Extracted records:
↓↓↓
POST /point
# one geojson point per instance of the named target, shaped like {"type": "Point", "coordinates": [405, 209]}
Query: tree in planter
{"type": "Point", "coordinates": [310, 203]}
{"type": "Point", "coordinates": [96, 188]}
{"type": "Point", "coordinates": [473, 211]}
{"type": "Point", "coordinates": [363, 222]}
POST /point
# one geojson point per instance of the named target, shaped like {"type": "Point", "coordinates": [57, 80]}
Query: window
↑↑↑
_Exercise description_:
Report each line above containing the string "like".

_Solution_:
# one geojson point per instance of the named target, shaped like {"type": "Point", "coordinates": [405, 209]}
# one geojson point per instance of the named target, shaped like {"type": "Point", "coordinates": [57, 80]}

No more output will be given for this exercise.